### [What to produce]
Turn the lines below, from the one containing "[point] blue sunglasses" through the last line, into a JSON list of strings with one string per line and blank lines omitted.

** START Material for this task **

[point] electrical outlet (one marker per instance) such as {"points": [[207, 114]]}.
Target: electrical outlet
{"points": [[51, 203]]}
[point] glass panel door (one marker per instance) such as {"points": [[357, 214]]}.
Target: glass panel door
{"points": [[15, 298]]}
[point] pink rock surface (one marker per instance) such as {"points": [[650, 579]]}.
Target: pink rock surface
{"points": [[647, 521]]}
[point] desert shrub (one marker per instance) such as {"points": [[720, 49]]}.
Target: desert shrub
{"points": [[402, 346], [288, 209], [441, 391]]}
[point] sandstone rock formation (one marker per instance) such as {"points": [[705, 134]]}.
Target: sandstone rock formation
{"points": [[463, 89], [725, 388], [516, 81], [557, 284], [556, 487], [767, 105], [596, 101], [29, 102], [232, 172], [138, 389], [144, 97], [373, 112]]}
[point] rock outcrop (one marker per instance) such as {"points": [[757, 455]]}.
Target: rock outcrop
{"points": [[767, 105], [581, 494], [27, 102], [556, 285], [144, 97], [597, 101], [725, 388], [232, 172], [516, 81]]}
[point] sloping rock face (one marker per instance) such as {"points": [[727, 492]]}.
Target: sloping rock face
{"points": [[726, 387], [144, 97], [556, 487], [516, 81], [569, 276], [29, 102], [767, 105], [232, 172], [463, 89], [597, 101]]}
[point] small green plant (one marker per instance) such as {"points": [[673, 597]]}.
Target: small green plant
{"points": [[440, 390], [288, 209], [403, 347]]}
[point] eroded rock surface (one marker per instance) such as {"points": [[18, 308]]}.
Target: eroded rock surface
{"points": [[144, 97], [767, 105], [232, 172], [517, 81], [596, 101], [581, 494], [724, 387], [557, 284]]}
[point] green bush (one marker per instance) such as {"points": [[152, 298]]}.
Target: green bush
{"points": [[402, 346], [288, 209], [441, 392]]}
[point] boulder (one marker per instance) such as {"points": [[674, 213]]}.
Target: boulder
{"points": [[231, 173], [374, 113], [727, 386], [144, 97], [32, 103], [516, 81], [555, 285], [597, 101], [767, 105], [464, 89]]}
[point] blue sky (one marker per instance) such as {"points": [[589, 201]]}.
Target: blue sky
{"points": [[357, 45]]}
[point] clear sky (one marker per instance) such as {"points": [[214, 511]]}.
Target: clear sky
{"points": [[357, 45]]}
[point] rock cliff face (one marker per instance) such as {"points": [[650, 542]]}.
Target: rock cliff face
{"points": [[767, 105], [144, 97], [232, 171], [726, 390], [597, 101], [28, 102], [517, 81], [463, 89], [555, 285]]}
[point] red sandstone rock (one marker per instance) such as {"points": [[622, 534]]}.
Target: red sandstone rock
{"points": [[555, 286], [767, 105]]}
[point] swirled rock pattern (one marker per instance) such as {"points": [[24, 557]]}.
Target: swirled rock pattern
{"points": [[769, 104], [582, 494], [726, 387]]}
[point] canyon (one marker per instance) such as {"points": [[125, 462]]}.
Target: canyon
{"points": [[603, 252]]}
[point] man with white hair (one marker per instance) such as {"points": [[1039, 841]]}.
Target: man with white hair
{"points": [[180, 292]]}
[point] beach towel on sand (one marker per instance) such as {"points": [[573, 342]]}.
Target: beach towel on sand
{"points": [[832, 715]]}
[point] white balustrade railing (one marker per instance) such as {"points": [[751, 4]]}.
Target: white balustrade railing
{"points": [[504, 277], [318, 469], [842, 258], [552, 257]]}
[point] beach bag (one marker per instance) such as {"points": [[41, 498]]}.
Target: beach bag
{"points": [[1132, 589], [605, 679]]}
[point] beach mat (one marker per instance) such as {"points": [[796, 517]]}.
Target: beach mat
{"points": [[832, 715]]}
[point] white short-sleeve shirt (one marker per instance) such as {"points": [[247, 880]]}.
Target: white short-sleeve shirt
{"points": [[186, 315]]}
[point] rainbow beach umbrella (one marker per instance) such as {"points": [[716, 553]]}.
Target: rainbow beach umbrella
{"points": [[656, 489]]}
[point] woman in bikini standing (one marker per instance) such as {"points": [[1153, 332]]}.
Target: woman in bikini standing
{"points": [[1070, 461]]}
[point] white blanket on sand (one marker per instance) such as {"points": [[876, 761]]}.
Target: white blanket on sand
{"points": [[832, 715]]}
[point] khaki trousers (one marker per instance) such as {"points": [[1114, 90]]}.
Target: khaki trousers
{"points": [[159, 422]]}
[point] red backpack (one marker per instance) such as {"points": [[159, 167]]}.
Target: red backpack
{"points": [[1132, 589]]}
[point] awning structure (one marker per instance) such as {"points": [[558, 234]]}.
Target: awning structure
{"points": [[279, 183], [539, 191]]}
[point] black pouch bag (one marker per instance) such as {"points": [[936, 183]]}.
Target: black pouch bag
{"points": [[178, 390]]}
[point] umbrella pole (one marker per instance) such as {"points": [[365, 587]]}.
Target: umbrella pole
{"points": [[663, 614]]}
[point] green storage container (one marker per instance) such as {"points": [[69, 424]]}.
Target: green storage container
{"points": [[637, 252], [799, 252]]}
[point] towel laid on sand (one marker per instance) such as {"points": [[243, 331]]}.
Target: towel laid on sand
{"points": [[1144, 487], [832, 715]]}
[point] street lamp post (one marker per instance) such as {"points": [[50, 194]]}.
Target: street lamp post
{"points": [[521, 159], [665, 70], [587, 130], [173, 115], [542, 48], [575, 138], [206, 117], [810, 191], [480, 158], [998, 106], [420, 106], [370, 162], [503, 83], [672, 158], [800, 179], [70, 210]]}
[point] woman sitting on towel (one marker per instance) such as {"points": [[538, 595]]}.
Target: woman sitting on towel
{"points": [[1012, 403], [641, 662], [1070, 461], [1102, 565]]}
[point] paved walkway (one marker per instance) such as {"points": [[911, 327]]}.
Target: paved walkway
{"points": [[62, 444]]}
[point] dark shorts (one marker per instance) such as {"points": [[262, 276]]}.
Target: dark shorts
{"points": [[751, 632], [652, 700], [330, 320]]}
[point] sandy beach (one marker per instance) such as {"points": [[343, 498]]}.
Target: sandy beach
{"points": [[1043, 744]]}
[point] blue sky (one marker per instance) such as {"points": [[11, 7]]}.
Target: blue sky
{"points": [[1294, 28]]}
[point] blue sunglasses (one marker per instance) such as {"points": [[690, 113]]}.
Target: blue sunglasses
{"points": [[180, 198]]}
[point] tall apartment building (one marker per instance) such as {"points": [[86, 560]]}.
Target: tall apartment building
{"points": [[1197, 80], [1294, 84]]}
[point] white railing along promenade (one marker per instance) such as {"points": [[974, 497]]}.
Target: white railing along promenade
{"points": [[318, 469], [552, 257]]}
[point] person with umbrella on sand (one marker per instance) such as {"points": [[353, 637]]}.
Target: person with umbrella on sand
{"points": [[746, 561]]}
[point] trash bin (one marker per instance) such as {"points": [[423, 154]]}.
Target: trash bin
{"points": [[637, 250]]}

** END Material for this task **

### [Response]
[
  "[point] blue sunglasses (one marker per instance) such as {\"points\": [[690, 113]]}.",
  "Target: blue sunglasses",
  "{\"points\": [[180, 198]]}",
  "[point] tall apartment building (one marker per instance) such as {\"points\": [[86, 560]]}.",
  "Target: tall apartment building",
  "{\"points\": [[1197, 80], [1294, 84]]}",
  "[point] white railing along promenade (one marker per instance) such as {\"points\": [[974, 497]]}.",
  "Target: white railing along promenade",
  "{\"points\": [[318, 469], [552, 257]]}",
  "[point] person with umbrella on sand (one marker per instance) such as {\"points\": [[353, 637]]}.",
  "Target: person with umbrella on sand",
  "{\"points\": [[746, 561]]}",
  "[point] trash bin (one marker per instance) such as {\"points\": [[423, 154]]}.",
  "Target: trash bin",
  "{\"points\": [[637, 250]]}"
]